**Extrait source:**
══════════
Résultats du baromètre sur la gauche en France de l'Humanité et de l'Ifop

Publié le par Les communistes de Pierre Bénite

Résultats du baromètre sur la gauche en France de l'Humanité et de l'Ifop

 

À l’occasion de la Fête de l’Humanité, nous publions notre baromètre annuel, en partenariat avec l’Ifop. Il montre une percée du nombre de personnes se déclarant de gauche et fières de l’être, et un consensus autour de plusieurs mesures économiques emblématiques. L’effet NFP ? En partie, mais celui-ci peine encore à convaincre de sa pérennité.

 

La courte victoire du Nouveau Front populaire (NFP) aux dernières législatives illustre-t-elle une percée des idées de gauche dans l’opinion ? Question cruciale pour les formations de gauche et les mois à venir. Celle-ci irrigue le 11e baromètre de l’Humanité, réalisé en partenariat avec l’Ifop, que nous publions chaque année pour la Fête de l’Humanité qui se tient ce week-end, dans l’Essonne.
══════════
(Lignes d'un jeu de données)
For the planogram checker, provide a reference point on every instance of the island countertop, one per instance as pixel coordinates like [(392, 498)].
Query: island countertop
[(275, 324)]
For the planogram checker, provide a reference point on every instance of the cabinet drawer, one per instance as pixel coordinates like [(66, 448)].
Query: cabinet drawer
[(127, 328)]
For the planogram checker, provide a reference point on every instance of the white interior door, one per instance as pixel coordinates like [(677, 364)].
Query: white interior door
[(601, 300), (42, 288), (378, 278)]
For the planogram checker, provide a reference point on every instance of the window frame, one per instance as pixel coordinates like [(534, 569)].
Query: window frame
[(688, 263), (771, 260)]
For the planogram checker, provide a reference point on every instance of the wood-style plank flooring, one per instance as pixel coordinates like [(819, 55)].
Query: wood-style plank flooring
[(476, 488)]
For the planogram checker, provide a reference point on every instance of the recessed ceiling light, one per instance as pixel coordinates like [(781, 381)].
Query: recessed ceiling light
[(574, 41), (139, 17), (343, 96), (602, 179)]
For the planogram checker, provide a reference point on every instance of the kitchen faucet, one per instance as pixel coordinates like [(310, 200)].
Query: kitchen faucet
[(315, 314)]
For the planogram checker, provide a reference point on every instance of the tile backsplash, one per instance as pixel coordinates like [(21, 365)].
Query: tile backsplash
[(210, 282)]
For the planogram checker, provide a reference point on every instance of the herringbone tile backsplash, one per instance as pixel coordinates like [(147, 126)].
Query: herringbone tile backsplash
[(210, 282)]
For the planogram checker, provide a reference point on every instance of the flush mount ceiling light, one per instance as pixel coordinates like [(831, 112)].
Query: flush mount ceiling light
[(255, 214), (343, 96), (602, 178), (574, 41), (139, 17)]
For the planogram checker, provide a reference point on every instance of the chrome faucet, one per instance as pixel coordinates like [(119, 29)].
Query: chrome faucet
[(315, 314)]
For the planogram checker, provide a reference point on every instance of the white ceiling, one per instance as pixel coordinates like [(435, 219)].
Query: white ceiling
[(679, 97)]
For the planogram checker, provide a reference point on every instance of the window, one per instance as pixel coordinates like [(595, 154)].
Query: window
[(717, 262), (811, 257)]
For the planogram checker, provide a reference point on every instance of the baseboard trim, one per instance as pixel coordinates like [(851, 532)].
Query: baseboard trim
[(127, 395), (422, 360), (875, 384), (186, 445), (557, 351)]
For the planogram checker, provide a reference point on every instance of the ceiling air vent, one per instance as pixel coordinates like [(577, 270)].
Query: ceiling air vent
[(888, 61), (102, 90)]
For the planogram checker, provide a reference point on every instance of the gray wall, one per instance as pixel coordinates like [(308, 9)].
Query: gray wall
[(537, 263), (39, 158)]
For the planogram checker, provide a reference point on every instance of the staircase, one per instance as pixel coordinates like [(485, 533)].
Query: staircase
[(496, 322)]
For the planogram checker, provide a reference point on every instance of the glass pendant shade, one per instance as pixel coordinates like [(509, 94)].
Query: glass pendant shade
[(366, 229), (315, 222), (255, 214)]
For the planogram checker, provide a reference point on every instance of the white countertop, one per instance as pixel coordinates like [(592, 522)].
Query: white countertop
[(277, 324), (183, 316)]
══════════
**Énoncé:**
Répondez aux questions suivantes d'après l'extrait sur le baromètre de la gauche.
1. Avec quel institut l'Humanité réalise-t-elle ce baromètre ?
2. Quel numéro porte l'édition présentée de ce baromètre ?
3. Dans quel département se tient la Fête de l'Humanité ce week-end ?

**Corrigé:**
1. Avec l'Ifop.
2. C'est le 11e baromètre.
3. Dans l'Essonne.